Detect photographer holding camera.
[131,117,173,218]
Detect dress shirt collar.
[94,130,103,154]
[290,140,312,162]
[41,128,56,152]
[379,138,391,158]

※

| WHAT YOU WILL DO |
Rewrite every line of the data above, keeping the wording unchanged but multiplying each bounding-box coordinate by 0.55 and rounding it to the nearest whole number, with halves rounded up.

| TASK ANSWER |
Detect photographer holding camera.
[72,64,95,120]
Detect dress shirt collar.
[52,72,57,85]
[160,77,172,89]
[23,70,31,84]
[208,76,215,87]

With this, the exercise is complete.